»»

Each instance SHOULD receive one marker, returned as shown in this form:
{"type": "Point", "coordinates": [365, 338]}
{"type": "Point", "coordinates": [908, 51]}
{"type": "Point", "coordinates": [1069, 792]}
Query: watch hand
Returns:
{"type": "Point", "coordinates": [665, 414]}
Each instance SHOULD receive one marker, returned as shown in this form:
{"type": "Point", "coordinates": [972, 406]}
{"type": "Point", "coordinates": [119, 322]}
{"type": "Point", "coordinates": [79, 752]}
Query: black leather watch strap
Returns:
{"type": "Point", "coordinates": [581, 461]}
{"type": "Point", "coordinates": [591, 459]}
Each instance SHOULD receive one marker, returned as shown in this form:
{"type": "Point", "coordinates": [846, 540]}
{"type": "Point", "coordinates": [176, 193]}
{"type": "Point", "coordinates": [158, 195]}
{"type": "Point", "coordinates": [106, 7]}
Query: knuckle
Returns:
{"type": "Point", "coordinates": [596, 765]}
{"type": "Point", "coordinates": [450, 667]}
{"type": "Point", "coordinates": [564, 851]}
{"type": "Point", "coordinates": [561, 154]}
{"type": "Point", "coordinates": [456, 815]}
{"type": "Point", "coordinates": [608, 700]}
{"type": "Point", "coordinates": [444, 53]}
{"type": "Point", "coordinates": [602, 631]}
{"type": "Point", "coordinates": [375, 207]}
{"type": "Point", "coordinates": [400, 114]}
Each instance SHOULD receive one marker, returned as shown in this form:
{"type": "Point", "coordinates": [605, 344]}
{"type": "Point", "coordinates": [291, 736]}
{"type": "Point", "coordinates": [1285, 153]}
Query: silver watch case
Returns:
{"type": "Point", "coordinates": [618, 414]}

««

_WORK TASK:_
Where a line of the material above holds the string "watch", copy that line.

_RESPONSE BOX:_
Query: watch hand
Query: black leather watch strap
Query: silver watch case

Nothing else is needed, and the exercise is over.